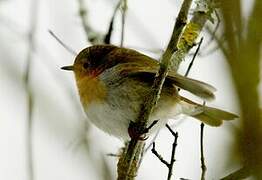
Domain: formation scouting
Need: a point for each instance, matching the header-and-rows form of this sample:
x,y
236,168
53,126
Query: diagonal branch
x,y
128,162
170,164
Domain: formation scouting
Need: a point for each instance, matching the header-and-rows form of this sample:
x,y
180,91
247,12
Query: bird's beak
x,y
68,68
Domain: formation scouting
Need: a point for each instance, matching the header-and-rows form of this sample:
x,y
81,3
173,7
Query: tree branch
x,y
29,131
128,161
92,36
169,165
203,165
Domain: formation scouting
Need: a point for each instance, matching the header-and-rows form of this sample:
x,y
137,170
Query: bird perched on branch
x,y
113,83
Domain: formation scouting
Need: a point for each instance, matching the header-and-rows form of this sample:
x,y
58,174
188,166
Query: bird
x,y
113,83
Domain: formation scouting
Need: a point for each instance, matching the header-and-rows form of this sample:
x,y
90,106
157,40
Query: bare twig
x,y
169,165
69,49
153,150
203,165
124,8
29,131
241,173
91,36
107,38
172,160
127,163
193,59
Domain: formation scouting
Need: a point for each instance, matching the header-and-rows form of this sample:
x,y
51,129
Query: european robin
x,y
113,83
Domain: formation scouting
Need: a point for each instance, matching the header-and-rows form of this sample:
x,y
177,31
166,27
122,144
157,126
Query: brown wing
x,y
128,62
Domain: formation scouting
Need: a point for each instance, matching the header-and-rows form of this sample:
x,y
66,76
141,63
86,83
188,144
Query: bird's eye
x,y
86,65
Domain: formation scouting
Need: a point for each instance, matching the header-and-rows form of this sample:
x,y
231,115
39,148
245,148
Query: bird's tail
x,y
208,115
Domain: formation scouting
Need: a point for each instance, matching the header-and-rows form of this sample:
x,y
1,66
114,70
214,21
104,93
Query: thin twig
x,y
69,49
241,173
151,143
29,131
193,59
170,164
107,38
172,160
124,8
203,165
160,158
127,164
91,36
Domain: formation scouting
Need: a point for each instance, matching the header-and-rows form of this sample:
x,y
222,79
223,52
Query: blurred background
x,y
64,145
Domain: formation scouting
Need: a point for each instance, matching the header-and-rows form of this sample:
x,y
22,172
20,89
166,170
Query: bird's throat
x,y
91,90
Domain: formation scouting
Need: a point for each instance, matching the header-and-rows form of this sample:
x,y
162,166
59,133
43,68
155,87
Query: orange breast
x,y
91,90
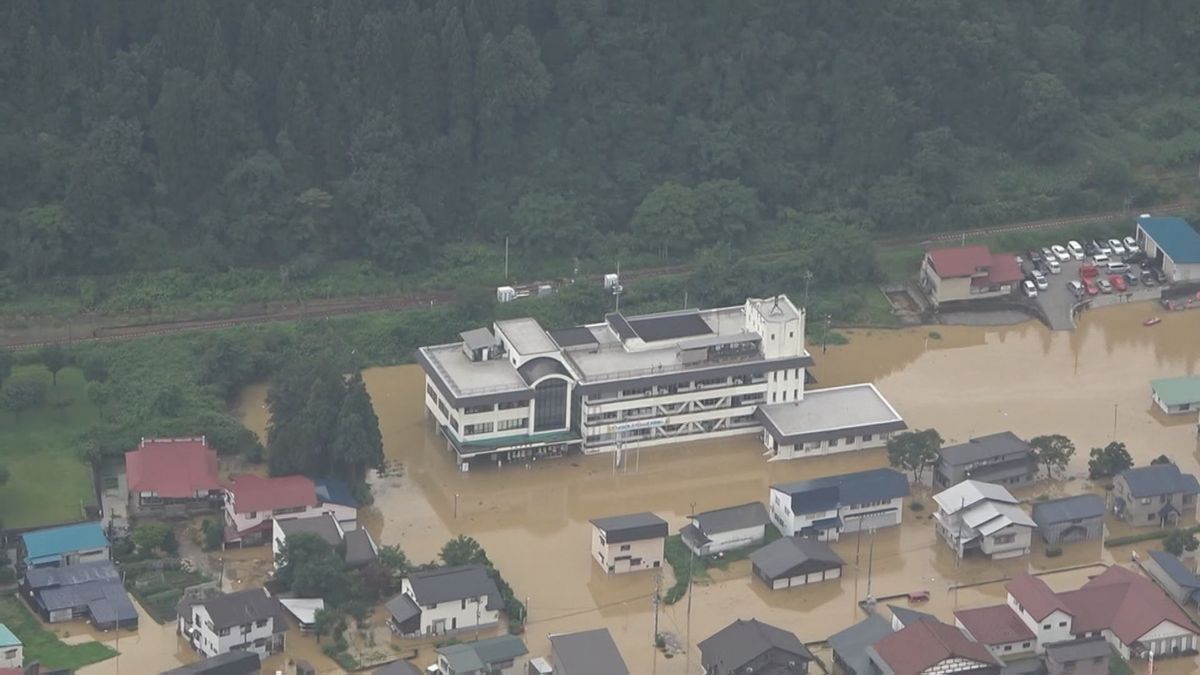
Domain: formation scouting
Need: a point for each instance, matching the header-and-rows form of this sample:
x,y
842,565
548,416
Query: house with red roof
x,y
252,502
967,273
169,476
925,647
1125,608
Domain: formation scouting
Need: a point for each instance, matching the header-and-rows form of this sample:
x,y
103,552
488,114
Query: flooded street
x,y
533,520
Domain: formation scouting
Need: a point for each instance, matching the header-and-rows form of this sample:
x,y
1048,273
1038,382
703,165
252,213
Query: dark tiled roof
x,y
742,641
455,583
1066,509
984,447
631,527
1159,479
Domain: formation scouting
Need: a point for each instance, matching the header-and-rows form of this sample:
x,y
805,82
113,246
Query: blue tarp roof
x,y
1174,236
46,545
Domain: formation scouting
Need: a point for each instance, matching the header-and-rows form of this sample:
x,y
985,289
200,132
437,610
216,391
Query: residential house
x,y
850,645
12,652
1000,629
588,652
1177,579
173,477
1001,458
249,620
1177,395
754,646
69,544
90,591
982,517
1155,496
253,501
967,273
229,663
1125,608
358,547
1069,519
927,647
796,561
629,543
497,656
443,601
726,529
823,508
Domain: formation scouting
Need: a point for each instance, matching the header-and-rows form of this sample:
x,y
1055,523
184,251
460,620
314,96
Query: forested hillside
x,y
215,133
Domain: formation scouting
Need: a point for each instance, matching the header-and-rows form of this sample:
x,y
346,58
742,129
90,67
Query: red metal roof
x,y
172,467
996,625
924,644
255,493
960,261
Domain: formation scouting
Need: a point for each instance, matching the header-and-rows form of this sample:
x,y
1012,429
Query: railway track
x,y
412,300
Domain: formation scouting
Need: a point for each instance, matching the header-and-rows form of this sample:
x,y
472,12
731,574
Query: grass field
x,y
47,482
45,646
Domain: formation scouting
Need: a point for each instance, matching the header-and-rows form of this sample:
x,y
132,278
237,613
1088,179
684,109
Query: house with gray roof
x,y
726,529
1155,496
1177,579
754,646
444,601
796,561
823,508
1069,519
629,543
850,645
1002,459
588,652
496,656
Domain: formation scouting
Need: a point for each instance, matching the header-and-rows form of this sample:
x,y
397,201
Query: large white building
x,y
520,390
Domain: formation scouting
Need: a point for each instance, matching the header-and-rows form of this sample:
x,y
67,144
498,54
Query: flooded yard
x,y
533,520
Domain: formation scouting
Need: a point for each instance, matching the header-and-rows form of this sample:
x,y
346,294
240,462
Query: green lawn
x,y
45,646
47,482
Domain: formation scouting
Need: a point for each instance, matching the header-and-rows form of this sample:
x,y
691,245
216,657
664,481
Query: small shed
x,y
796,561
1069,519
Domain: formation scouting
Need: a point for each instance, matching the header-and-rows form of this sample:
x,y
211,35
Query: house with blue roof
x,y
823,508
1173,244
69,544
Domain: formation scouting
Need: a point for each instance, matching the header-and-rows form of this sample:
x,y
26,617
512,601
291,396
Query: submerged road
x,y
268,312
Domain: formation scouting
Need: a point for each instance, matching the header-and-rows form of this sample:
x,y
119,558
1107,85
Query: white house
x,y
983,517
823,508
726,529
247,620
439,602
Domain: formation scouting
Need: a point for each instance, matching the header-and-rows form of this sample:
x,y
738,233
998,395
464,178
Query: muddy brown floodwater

### Required task
Locate each line in the data above that contains the word "house" and copy those lines out in full.

### The answer
Query: house with red roof
Query: residential house
Query: house with gray roof
Query: house with blue roof
Query: white house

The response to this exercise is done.